▶ Texto para leitura

═══

Então, como se pode determinar a ciência do indivíduo de que a visão dele não é ortodoxa? Há, na verdade, diversos meios. Ele pode afirmá-lo diretamente, ou dar a entender inequivocamente que ele está se separando da crença católica. Ou então, pode ser evidente, a partir de sua condição e educação, assim como do dogma específico que ele rejeita, que ele não pode não estar ciente dos fatos. Ou ainda, está aberto a qualquer um chamar a atenção dele para o ensinamento católico que entra em conflito com a posição dele. Uma vez que a doutrina católica tenha sido dada a conhecer de modo suficiente para ele, a persistência em negar ou duvidar dela determina a pertinácia e, portanto, o delito canônico de heresia.
Tudo isso parece bem claro e simples. Se surgiram mal-entendidos e interpretações conflitantes, foi principalmente porque as leis da Igreja a esse respeito, e os textos teológicos clássicos que lidam com isso, consideram heresia o ato de uma pessoa que um dia foi católica e reconheceu a autoridade divina que a Igreja possui para ensinar. Uma tal pessoa, é claro, se foge conscientemente desse ensinamento, é inevitavelmente culpada aos olhos de Deus de um pecado mortal contra a virtude da fé. (Denzinger 1.794 e 1.815).
A relevância da boa fé
Mas claro que há pessoas batizadas que se consideram cristãs e, no entanto, nunca reconheceram a autoridade da Igreja Católica. A algumas delas, nunca foi apresentada qualquer razão para submeterem-se ao Magistério católico como sendo a divinamente estabelecida regra da fé. Algumas mal ouviram falar da Igreja de Deus. Assim, há não-católicos batizados que se consideram discípulos de Jesus Cristo, mas que estão separados da Sua Igreja por ignorância invencível de qual seja ela. E todas essas pessoas caem dentro da definição de hereges dos canonistas, pois elas rejeitam abertamente aquilo que elas sabem que a Igreja Católica ensina; e por que fariam diferente, se não conhecem nenhuma razão para o aceitar?
Neste ponto o teólogo moralista se separa do canonista. A heresia, argumenta ele, é per se um pecado; o pecado de rejeitar uma verdade revelada por Deus. Mas os protestantes de boa fé que rejeitam o ensinamento católico não são culpados de pecado nenhum ao agirem assim, pois eles não se dão conta de que essas verdades foram reveladas por Deus. E, se eles não cometeram culpavelmente o pecado de heresia, com que direito se pode rotulá-los de hereges?
Muito corretamente o canonista responde que se presume a culpa de todos esses indivíduos no foro externo em virtude do cânon 2.200/2, visto que eles cometeram uma infração exterior da lei que exige assentimento a todo dogma católico (cânon 1.323/1). Sobre a culpa moral deles no foro interno, os canonistas deixarão que os moralistas teorizem e que os confessores determinem quando necessário. A tarefa própria dos canonistas é simplesmente avaliar o fato exterior de que uma dada pessoa batizada rejeita publicamente a regra da fé católica, e como tal é considerada, para todos os fins práticos, como estando excomungada e fora da Igreja.

═══

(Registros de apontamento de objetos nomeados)
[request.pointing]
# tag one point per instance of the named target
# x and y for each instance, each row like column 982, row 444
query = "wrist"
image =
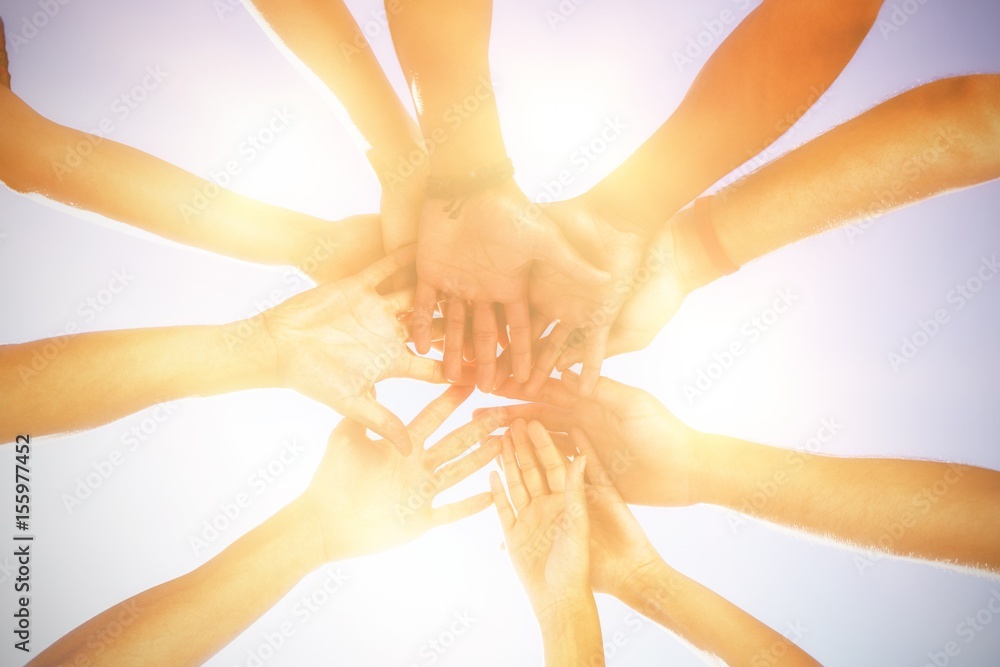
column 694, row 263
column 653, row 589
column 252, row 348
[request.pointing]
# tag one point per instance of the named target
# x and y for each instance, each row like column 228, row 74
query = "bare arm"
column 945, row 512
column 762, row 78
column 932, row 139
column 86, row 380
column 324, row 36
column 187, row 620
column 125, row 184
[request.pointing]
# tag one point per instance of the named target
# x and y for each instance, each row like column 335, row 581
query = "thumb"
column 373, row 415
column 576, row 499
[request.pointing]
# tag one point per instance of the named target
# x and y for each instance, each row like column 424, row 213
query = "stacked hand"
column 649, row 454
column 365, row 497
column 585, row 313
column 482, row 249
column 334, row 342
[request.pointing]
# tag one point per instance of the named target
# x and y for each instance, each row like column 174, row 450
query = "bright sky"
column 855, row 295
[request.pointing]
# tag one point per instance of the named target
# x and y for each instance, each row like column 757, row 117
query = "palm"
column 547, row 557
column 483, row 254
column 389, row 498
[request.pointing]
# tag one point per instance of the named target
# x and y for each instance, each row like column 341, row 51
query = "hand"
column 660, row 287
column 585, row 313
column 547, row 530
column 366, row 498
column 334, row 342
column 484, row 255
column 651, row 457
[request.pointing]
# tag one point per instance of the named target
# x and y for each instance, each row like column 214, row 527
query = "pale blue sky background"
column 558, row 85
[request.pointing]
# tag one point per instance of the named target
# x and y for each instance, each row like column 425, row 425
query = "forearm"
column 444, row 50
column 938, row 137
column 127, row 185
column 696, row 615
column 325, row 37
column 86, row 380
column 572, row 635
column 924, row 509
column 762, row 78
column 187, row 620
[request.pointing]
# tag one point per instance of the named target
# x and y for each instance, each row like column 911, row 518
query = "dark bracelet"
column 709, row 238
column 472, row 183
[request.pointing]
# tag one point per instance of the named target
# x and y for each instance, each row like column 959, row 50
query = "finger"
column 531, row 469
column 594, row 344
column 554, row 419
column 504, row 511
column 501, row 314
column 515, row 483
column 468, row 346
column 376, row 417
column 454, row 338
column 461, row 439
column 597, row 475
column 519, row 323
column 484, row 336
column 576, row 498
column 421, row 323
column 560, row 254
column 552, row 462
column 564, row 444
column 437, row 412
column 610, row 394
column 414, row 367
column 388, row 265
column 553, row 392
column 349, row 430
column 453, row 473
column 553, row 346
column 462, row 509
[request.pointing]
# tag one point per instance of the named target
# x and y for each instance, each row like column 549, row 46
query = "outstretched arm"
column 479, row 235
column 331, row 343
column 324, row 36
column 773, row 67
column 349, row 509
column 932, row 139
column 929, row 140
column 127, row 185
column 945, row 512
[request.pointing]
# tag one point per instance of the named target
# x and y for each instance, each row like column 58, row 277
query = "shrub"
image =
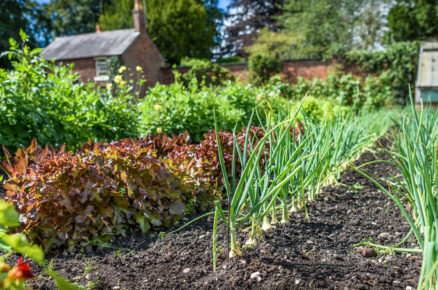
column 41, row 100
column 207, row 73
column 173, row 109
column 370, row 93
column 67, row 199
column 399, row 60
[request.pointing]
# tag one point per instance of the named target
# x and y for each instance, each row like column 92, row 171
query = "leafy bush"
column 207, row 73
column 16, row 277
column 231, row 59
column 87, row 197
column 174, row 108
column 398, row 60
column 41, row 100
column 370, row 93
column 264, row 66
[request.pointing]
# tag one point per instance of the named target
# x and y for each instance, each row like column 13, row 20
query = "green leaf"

═══

▶ Tarefas a realizar
**a.** Segundo o texto sobre a heresia, o que determina a pertinácia e, portanto, o delito canônico de heresia?
**b.** Por favor, reescreva o trecho do texto sobre a heresia que se inicia com as palavras "Muito corretamente o" e termina em "fora da Igreja.", trocando "confessores" por "sacerdotes".
A listagem não tem nenhuma relação com o texto sobre a heresia.

▶ Respostas esperadas
**a.** A persistência em negar ou duvidar da doutrina católica, depois de ela ter sido dada a conhecer de modo suficiente.

**b.**
Muito corretamente o canonista responde que se presume a culpa de todos esses indivíduos no foro externo em virtude do cânon 2.200/2, visto que eles cometeram uma infração exterior da lei que exige assentimento a todo dogma católico (cânon 1.323/1). Sobre a culpa moral deles no foro interno, os canonistas deixarão que os moralistas teorizem e que os sacerdotes determinem quando necessário. A tarefa própria dos canonistas é simplesmente avaliar o fato exterior de que uma dada pessoa batizada rejeita publicamente a regra da fé católica, e como tal é considerada, para todos os fins práticos, como estando excomungada e fora da Igreja.